INSTRUÇÕES DE TRABALHO: Pode extrair, sem qualquer alteração, o trecho do texto sobre as pessoas sem-abrigo em Lisboa que começa nas palavras "Casa primeiro" e termina depois de "179 para 336."?

EXCERTO DA PÁGINA:
Criado em Janeiro de 2015, o NPISA Lisboa é composto por 25 entidades, entre as quais o município, a Santa Casa da Misericórdia, a Segurança Social e as principais associações de apoio a esta população. Em Janeiro, a PSP e o Centro de Arbitragem de Conflitos de Consumo tornaram-se parceiros. Têm um espaço de trabalho comum na Unidade de Atendimento a Pessoas Sem-Abrigo, no Cais do Sodré.

Em matéria de intervenção, a cidade está dividida em quatro zonas, atribuídas a quatro associações (a Vitae, a Comunidade Vida e Paz, a Crescer na Maior e a Novos Rostos Novos Desafios), como definido no programa municipal. Em Dezembro, as associações apresentaram um diagnóstico: contaram-se perto de 300 pessoas sem-abrigo na cidade (dados provisórios), menos cerca de 40% face a Dezembro de 2013, quando tinham sido contabilizadas 501. Os dados do ano passado vão ser em breve confrontados com uma avaliação oficial.

Casa primeiro

Lisboa pretende reduzir as camas para situações de emergência — actualmente existem pelo menos 448 camas, mais de metade são alojamentos temporários. Pretende-se optimizar a forma como funcionam, para que haja uma maior rotatividade das pessoas que frequentam as respostas de emergência — a ideia é que lá passem o menor tempo possível. Ao mesmo tempo, quer-se apostar no aumento de vagas em alojamentos de longa duração e em soluções que levem, de facto, à inserção social desta população.

Em números, falamos numa redução das camas de emergência do Centro do Beato, da Vitae, de 271 para 128 (actualmente só estão disponíveis 242 camas) e no aumento dos alojamentos com vista à inserção de 179 para 336.

No último ano, o NPISA celebrou cinco contratos com associações com respostas de alojamento na cidade. A aposta é nos modelos de coabitação, como o Housing First, onde a primeira intervenção com as pessoas sem-abrigo passa por lhes facultar um tecto digno, trabalhando depois na sua autonomia. Nos chamados apartamentos partilhados, modelo que tem vigorado, facultar casa é o último passo da intervenção.

Aumentar o número de respostas de inserção diurnas, para desenvolvimento de competências sociais e profissionais, é outra prioridade. Actualmente 30 pessoas frequentam um espaço assim, da associação Orientar. O NPISA Lisboa quer chegar às 170, em breve.

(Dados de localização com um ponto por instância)

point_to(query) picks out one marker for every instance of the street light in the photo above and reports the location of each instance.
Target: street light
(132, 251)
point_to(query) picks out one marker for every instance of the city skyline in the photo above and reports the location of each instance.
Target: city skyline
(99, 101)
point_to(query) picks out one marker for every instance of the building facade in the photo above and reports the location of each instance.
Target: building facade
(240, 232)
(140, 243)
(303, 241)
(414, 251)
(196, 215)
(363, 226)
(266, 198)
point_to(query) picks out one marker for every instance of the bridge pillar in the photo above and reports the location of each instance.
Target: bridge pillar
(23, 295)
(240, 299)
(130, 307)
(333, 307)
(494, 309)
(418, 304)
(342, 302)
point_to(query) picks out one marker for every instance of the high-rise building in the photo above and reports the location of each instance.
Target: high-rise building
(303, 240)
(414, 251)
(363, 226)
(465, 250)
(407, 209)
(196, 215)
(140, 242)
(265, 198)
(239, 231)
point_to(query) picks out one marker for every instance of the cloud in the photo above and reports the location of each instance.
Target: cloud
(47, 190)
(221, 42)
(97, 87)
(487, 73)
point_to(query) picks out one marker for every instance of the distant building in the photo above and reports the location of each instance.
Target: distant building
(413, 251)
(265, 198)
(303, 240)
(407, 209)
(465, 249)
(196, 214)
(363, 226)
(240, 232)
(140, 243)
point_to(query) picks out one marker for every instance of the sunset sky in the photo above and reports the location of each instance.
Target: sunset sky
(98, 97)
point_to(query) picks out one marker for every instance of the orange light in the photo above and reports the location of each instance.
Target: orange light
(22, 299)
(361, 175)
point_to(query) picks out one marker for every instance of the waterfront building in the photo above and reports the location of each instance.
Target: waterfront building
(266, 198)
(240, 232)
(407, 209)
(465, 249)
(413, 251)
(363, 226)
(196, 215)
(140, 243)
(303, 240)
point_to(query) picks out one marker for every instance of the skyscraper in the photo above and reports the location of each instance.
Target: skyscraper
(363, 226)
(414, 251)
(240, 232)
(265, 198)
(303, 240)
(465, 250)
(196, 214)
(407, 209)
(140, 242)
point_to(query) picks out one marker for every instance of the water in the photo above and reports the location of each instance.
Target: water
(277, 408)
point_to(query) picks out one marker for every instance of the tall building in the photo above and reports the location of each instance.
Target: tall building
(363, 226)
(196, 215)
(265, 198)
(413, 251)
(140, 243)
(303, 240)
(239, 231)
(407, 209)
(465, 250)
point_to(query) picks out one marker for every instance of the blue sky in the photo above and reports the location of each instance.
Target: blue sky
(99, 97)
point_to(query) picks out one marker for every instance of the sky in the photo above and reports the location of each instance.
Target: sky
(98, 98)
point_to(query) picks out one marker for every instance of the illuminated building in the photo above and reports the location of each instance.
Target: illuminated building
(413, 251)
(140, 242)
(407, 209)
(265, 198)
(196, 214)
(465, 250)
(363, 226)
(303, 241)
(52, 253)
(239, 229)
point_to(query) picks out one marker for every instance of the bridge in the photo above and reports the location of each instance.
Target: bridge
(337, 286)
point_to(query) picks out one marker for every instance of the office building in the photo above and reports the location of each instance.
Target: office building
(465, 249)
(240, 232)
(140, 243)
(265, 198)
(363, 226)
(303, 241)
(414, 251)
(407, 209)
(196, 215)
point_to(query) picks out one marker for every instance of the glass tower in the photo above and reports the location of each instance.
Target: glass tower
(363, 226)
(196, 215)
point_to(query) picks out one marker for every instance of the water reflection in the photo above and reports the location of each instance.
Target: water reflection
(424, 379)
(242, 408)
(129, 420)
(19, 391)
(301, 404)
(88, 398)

...

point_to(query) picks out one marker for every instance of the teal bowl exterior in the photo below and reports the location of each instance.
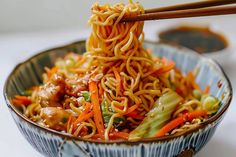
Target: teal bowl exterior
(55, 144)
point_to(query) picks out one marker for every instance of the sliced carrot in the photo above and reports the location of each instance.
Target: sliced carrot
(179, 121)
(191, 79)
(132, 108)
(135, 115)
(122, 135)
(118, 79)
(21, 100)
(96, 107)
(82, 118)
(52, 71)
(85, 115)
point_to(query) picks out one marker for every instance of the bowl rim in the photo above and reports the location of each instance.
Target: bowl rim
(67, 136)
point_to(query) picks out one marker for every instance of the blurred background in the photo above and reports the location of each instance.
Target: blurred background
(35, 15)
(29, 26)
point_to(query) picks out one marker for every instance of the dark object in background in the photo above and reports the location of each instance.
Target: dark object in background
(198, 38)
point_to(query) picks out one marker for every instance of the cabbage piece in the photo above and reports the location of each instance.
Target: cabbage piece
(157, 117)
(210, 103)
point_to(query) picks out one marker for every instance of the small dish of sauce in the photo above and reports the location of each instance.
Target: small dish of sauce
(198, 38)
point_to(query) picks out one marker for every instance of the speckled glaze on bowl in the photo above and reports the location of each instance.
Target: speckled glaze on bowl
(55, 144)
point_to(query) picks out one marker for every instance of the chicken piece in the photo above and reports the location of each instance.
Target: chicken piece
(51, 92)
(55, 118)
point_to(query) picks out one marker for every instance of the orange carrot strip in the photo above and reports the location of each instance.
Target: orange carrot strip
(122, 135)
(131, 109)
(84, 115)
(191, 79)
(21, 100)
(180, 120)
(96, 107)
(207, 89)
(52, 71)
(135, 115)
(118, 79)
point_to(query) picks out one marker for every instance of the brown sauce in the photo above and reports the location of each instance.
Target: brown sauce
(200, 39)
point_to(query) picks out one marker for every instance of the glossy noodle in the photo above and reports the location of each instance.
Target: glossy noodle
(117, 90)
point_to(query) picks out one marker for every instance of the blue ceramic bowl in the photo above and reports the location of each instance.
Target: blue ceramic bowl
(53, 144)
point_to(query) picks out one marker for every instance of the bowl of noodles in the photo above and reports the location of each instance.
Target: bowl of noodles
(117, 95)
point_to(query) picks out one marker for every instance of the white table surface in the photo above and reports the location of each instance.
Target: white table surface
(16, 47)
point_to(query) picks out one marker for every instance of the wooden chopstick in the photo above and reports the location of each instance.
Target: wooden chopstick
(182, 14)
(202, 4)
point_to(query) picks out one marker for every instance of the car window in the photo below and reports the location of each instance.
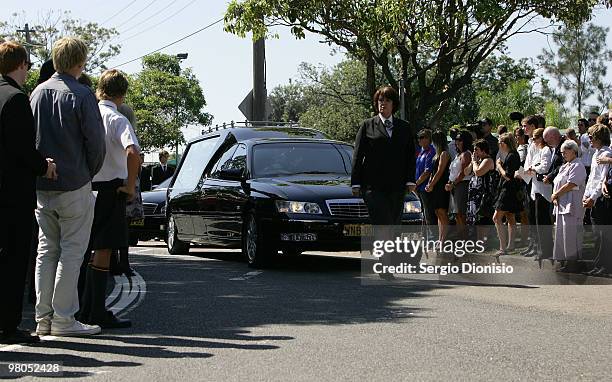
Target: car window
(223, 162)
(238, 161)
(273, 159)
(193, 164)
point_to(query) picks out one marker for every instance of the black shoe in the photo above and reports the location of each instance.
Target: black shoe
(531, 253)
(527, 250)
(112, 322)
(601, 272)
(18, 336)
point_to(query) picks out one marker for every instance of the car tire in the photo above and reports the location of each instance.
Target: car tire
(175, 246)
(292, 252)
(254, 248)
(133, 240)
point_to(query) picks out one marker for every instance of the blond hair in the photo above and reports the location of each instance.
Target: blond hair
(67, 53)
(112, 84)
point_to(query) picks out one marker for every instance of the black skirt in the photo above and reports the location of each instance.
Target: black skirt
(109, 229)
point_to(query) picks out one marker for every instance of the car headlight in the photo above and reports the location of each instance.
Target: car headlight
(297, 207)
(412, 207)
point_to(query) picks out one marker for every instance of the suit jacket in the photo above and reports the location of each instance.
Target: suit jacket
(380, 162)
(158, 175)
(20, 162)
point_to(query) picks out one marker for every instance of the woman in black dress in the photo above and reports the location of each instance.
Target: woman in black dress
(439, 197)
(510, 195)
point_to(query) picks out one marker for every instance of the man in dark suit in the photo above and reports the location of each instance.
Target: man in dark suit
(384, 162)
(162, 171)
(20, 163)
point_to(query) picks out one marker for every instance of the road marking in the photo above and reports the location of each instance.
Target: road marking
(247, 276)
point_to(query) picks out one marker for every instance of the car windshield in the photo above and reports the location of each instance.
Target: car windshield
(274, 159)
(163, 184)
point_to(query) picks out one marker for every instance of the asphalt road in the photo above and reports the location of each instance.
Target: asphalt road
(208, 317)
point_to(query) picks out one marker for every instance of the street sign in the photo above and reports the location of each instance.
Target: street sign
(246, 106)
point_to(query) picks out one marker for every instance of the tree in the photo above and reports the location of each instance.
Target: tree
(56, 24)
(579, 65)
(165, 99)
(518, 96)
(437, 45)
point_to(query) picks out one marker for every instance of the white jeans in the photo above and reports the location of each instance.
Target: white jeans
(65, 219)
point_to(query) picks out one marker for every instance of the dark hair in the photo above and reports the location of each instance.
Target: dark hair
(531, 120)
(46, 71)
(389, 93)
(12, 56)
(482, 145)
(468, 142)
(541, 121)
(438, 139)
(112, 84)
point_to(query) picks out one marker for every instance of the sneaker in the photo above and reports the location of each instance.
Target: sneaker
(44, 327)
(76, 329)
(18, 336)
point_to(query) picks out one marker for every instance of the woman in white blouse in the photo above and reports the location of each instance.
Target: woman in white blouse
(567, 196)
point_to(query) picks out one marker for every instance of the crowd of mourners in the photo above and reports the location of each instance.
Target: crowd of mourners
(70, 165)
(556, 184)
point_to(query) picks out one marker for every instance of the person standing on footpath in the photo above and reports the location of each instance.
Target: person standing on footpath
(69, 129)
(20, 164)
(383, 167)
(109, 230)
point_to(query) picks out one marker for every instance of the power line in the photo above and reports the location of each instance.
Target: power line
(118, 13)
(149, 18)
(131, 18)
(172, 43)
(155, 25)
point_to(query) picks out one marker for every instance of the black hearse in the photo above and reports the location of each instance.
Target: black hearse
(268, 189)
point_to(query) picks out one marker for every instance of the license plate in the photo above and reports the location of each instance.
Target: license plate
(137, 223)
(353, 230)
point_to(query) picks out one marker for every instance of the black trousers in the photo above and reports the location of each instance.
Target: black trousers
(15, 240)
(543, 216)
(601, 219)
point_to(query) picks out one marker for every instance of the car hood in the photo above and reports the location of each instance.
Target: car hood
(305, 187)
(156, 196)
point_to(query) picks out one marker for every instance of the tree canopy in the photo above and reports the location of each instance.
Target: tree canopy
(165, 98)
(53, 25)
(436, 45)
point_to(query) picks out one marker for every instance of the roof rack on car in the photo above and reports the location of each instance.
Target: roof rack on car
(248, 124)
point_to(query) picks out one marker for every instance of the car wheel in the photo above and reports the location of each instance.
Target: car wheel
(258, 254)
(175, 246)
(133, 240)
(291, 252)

--

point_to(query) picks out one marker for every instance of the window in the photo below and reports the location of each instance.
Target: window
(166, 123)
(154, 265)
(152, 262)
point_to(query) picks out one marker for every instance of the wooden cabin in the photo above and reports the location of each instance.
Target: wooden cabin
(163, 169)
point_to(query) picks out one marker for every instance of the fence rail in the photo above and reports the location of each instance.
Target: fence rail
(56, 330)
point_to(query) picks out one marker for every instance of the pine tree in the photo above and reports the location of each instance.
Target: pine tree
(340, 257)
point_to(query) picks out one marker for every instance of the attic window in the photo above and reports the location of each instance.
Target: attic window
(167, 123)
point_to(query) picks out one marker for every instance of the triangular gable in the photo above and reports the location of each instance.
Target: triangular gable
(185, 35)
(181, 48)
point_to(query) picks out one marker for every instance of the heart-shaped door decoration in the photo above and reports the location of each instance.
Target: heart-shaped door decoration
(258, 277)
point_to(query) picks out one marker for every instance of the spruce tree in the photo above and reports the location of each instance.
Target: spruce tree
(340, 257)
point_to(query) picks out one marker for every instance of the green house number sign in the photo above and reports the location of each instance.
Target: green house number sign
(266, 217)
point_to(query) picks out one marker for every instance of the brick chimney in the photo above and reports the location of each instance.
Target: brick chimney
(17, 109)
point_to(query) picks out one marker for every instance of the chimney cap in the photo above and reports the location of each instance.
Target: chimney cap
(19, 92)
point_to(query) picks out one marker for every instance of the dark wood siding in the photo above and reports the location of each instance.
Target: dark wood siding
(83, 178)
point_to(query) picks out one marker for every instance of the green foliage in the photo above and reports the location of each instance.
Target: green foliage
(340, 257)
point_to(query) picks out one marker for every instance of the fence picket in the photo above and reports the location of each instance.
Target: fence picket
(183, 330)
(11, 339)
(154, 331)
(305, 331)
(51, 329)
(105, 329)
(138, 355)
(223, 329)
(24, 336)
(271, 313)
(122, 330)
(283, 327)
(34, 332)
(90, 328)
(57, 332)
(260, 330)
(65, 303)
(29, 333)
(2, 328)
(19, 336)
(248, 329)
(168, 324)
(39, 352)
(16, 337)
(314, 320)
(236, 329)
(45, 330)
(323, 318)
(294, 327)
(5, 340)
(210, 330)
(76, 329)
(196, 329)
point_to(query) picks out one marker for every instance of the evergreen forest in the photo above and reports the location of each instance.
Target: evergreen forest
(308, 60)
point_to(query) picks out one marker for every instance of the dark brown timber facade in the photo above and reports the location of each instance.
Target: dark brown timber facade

RESULTADO DA TAREFA:
Casa primeiro

Lisboa pretende reduzir as camas para situações de emergência — actualmente existem pelo menos 448 camas, mais de metade são alojamentos temporários. Pretende-se optimizar a forma como funcionam, para que haja uma maior rotatividade das pessoas que frequentam as respostas de emergência — a ideia é que lá passem o menor tempo possível. Ao mesmo tempo, quer-se apostar no aumento de vagas em alojamentos de longa duração e em soluções que levem, de facto, à inserção social desta população.

Em números, falamos numa redução das camas de emergência do Centro do Beato, da Vitae, de 271 para 128 (actualmente só estão disponíveis 242 camas) e no aumento dos alojamentos com vista à inserção de 179 para 336.